Simulation of LLV (2012)

Calculation of \( \lambda \) and \( \Pi_{\delta} \).

From LLV (2012), we have that cost of capital is calculated as
\[ \left({\frac{(N r_I \Pi_I)}{1+r_I \Pi_I \lambda} +w \Pi_U}\right)^{-1}, \]
where \( \lambda \) is calculated as the solution to equation (A5) of LLV (2012):

eq_A5 <- function(lambda, N, rI, w, sig_v, sig_e, sig_z) {

    rI^3 * w * sig_z * (sig_v + sig_e)^3 * lambda^4 + rI^2 * sig_v * sig_z * 
        (sig_v + sig_e)^2 * (rI * (sig_v + sig_e) * (N - 2) + 3 * w * sig_e) * 
        lambda^3 + rI * sig_v^2 * (sig_v + sig_e) * ((3 * sig_z * sig_e^2 + 
        N^2 * rI^2 * (sig_v + sig_e)) * w + rI * sig_z * sig_e * (sig_v + sig_e) * 
        (2 * N - 5)) * lambda^2 + sig_v^3 * sig_e * ((N^2 * rI^2 * (sig_v + 
        sig_e) + sig_z * sig_e^2) * w + rI * (sig_v + sig_e) * (sig_z * sig_e * 
        (N - 4) + N^2 * rI^2 * (N - 2))) * lambda - sig_v^4 * sig_e^2 * (sig_z * 
        sig_e + N^2 * rI^2)

- CHALLENGE:
In the LLV (2012) simulation text, which equation of LLV (2012) gives \( \lambda \) as its solution? None of the data are required.

- Shape boundary entries:

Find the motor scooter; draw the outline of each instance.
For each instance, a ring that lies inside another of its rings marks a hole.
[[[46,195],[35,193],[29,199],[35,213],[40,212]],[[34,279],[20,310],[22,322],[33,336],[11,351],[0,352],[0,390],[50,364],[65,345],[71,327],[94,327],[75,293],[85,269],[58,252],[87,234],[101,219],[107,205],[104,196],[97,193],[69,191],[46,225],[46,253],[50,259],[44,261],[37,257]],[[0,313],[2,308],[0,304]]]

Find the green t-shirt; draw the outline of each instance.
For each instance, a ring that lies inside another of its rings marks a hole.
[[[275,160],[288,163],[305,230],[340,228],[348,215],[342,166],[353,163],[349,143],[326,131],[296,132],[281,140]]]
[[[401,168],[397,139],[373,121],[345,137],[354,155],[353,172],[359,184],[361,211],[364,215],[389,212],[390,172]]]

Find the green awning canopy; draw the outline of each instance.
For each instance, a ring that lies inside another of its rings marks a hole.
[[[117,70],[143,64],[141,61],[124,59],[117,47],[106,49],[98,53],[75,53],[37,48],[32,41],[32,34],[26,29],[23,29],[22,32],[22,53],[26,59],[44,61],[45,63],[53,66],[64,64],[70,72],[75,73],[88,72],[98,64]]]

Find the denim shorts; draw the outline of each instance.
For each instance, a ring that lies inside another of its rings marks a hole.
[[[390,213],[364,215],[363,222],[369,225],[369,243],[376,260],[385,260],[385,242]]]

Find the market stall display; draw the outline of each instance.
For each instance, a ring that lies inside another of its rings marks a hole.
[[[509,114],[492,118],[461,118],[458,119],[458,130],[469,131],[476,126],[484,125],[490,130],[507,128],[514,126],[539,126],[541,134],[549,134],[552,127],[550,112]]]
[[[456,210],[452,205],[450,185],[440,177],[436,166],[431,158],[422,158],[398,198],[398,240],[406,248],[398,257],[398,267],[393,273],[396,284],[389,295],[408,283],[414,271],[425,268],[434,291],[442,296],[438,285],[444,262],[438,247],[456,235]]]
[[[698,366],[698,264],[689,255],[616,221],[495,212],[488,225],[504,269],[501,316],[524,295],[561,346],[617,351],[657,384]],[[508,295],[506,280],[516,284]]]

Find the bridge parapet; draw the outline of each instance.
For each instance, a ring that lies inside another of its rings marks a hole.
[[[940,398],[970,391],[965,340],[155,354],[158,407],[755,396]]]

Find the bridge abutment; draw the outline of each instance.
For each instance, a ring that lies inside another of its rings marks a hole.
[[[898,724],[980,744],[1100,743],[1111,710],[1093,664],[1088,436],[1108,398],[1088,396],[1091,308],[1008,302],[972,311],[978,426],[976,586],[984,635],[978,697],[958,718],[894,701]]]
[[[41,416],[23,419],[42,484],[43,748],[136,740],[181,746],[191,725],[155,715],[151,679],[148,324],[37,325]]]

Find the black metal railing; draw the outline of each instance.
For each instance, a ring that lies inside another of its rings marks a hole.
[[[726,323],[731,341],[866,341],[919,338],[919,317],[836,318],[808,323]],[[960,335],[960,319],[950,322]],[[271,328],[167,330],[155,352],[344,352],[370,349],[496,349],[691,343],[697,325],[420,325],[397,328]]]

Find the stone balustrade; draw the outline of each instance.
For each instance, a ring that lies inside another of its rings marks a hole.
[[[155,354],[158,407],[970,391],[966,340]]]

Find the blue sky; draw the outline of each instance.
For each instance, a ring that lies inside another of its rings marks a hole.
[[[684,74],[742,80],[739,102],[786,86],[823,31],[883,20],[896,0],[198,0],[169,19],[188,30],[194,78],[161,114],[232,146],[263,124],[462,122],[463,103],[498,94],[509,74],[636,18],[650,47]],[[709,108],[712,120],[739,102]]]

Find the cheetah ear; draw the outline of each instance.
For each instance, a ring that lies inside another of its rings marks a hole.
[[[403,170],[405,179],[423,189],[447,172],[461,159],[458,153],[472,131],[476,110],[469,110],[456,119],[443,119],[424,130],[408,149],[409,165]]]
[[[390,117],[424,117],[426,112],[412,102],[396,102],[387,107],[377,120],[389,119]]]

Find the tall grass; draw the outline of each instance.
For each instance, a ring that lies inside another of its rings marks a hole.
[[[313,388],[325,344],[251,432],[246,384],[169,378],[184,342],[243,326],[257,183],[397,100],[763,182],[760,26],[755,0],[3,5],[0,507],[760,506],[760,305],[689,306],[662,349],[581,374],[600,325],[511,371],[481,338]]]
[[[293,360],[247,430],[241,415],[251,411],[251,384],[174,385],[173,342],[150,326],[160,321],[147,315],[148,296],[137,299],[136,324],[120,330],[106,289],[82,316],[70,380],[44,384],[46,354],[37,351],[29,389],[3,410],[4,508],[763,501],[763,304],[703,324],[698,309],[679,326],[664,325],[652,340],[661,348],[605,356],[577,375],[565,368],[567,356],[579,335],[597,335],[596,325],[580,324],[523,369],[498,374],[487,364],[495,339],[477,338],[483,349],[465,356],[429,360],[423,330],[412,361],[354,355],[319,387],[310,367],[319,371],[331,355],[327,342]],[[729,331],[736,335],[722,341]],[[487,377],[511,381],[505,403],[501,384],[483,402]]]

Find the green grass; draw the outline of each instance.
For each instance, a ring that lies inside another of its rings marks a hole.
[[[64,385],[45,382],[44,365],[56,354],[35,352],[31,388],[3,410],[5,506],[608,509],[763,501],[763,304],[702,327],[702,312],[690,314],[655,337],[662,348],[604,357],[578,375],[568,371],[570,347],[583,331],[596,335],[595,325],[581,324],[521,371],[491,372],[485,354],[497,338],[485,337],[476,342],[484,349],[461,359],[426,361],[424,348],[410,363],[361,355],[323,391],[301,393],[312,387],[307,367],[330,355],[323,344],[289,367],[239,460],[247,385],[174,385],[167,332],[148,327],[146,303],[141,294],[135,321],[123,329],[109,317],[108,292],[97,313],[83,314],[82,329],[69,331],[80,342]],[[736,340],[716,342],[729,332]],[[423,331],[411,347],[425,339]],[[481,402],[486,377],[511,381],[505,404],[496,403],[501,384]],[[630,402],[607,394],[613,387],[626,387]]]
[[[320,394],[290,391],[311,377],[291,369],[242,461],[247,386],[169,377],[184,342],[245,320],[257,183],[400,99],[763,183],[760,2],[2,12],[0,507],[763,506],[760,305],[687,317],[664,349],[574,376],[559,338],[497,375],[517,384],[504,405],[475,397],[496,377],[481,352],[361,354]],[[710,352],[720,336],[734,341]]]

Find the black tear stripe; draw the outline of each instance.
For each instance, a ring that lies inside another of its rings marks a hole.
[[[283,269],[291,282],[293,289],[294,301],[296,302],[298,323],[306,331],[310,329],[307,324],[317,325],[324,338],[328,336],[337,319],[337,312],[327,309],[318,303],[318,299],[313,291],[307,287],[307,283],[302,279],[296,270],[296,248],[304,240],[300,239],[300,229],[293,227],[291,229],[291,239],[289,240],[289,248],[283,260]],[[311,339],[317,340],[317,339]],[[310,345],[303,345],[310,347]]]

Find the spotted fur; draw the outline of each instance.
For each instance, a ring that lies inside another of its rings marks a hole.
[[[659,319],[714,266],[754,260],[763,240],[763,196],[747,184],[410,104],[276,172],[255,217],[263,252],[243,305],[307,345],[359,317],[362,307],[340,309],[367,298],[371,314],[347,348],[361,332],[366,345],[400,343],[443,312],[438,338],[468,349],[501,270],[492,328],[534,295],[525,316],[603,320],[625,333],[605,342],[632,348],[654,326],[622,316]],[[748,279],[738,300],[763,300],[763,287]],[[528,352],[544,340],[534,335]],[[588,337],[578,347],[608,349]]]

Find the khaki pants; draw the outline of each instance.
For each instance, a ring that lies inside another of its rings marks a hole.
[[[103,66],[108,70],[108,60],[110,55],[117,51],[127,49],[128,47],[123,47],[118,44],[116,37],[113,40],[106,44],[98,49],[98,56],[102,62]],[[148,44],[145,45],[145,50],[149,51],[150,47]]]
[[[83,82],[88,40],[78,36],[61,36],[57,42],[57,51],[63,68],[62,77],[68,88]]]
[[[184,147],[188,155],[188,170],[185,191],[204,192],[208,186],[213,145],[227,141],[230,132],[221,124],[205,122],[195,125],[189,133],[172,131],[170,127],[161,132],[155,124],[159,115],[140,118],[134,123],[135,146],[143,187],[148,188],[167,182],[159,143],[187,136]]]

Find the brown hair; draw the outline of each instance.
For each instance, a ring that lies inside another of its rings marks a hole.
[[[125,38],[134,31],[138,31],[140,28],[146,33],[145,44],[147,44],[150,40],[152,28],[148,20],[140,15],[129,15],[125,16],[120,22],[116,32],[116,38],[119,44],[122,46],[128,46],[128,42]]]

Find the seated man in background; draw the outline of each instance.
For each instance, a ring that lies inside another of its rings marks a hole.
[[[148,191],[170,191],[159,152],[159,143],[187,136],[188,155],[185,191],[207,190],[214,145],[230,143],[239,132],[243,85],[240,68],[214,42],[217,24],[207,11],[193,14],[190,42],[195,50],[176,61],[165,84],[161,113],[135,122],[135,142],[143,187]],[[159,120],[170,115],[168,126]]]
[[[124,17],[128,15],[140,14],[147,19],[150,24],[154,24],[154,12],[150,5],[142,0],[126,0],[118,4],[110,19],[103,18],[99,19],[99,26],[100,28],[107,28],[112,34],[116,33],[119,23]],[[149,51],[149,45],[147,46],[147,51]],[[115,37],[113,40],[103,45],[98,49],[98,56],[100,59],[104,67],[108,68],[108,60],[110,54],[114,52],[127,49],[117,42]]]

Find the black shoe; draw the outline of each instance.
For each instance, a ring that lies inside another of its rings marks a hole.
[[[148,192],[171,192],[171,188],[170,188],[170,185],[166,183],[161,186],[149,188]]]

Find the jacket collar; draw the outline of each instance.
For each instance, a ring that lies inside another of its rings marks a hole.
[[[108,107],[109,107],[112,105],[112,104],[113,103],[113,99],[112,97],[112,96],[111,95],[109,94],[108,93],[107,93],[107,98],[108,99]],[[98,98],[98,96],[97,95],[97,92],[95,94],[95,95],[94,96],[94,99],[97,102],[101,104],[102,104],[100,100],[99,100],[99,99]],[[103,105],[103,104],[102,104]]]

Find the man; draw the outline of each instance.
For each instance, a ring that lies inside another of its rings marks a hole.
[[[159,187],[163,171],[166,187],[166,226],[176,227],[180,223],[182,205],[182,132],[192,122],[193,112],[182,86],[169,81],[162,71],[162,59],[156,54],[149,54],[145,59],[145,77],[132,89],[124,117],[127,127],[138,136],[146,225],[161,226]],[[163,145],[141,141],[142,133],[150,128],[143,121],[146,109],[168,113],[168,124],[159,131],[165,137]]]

- COMPLETE RESPONSE:
Equation (A5).